**Requirements:**
Reproduce word for word the entries from their first line through the line containing "left=0, top=0, right=450, bottom=176", with both of those lines included.

[Data items]
•••
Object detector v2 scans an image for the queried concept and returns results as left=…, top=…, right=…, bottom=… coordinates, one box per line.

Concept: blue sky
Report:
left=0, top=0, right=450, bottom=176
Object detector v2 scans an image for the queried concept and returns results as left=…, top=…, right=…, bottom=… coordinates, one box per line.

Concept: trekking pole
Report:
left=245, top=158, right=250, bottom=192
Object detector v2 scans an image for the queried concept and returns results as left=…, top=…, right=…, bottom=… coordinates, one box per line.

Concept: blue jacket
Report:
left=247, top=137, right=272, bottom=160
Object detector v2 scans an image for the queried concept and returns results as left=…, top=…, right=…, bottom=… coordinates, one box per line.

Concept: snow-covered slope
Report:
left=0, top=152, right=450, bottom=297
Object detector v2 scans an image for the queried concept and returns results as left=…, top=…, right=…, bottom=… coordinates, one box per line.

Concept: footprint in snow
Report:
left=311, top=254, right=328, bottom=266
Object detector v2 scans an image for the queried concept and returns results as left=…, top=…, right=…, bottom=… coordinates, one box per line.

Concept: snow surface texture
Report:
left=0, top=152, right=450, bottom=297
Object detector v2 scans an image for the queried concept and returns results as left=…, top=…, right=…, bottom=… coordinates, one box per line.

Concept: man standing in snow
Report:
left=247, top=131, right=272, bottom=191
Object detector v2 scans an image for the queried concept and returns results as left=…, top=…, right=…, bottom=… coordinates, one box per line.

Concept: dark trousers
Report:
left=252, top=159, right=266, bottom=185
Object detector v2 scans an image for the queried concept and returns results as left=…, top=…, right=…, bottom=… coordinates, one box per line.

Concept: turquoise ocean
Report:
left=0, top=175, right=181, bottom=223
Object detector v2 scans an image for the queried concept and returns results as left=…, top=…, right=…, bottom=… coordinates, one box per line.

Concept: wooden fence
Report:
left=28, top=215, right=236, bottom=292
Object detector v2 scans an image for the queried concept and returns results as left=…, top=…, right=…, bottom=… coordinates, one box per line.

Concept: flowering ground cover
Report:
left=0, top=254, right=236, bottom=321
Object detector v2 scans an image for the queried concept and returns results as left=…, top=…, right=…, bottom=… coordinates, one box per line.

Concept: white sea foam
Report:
•••
**Reply to the exercise:**
Object detector v2 scans an image for the queried concept and returns results as left=…, top=…, right=…, bottom=… coordinates, one box per line.

Concept: blue sky
Report:
left=0, top=0, right=450, bottom=176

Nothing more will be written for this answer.